● **THE TASK**: Among the entries, find each line that includes the string "shirt" and list it.

^^^^^^^^

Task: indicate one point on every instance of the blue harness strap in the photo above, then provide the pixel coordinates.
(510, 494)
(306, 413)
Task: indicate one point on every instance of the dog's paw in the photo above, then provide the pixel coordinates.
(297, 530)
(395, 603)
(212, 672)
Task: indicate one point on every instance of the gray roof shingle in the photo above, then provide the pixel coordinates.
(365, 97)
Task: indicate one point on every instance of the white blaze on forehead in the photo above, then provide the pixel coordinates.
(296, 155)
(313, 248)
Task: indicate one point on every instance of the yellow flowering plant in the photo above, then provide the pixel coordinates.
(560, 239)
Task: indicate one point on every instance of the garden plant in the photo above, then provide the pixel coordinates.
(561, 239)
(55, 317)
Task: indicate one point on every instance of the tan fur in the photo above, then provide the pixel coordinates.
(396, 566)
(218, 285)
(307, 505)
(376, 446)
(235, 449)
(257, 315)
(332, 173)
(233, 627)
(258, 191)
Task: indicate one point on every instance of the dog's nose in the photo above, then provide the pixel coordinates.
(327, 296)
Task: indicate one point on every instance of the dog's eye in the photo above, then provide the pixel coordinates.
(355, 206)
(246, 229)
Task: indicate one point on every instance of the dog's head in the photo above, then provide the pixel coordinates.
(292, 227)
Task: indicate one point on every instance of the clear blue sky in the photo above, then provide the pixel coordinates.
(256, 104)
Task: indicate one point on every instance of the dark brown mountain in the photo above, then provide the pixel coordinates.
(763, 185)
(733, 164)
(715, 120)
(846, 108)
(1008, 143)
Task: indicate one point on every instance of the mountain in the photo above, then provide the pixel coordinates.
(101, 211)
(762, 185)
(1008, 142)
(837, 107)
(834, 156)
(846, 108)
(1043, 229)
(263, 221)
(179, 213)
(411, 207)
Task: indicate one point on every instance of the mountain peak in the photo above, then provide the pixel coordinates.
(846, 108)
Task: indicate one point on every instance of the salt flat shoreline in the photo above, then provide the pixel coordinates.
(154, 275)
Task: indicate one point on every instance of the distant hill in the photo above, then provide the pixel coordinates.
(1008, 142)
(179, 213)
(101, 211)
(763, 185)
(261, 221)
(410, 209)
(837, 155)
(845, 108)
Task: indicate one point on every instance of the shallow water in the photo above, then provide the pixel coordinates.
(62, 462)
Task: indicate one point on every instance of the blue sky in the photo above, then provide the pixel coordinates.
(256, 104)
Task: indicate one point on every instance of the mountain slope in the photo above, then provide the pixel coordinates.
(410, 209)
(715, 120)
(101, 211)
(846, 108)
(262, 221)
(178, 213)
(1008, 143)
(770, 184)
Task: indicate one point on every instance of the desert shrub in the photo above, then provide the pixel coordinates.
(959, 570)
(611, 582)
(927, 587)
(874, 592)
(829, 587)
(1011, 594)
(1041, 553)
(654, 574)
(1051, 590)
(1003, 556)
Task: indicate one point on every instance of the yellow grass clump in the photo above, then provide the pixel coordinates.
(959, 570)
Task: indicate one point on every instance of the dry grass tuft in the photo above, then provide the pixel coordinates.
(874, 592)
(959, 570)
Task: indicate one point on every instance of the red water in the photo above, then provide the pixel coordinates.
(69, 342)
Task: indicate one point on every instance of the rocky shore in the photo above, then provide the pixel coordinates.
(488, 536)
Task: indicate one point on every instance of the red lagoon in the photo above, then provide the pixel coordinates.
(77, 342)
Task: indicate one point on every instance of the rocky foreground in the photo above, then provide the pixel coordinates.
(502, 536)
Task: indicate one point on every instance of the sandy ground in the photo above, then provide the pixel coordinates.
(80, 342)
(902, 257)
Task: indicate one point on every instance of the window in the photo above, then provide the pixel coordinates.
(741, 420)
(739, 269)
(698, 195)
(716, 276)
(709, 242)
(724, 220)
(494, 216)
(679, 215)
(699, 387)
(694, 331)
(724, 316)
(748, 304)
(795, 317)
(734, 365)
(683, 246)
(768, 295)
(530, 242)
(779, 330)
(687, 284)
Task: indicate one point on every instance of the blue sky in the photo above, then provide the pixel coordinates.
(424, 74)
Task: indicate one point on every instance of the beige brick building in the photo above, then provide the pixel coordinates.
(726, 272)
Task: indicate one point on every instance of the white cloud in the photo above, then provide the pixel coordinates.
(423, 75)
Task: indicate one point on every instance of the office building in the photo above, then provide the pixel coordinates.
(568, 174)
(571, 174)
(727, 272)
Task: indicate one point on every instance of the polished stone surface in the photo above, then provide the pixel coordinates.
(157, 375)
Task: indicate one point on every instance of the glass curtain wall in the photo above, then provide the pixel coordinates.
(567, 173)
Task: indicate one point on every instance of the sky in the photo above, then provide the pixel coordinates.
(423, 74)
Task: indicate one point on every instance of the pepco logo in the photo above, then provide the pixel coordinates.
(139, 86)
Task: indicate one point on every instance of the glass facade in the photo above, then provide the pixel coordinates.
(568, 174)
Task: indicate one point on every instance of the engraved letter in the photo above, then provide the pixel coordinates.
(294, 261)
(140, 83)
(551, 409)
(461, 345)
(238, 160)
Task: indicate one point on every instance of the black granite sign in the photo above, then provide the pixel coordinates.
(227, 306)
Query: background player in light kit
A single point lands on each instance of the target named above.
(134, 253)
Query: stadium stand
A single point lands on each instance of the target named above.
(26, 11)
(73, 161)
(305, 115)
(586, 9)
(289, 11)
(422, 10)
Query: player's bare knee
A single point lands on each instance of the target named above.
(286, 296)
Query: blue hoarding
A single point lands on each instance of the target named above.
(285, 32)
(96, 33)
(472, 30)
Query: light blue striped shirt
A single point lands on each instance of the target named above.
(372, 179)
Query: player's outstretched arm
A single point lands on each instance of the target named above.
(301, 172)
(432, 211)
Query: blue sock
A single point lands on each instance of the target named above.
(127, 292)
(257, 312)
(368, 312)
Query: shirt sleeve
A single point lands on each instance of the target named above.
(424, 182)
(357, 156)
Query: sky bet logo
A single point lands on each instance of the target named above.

^^^^^^^^

● **RESULT BELOW**:
Query: light blue striped shirt
Query: shirt sleeve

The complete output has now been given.